**TASK INSTRUCTIONS**
Could you copy out every line of the data where the word "bamboo" occurs?
- Opening Delimiter -
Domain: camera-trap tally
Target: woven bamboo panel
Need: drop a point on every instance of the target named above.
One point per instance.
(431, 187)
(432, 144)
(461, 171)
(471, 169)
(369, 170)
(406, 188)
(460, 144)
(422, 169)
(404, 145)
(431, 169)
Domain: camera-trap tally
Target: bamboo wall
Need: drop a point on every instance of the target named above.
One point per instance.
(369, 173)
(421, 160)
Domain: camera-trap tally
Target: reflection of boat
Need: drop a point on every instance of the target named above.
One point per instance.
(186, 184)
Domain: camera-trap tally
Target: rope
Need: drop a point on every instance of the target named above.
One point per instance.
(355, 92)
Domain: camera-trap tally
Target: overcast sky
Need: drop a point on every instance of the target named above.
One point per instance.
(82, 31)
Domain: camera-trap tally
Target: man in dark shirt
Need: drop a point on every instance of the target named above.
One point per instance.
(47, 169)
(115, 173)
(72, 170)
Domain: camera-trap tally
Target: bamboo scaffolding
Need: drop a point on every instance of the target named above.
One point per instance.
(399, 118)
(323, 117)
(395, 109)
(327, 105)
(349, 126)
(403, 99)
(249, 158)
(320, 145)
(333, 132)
- Closing Delimiter -
**RESPONSE**
Target: woven bamboo panel
Target: bamboo wall
Target: bamboo scaffolding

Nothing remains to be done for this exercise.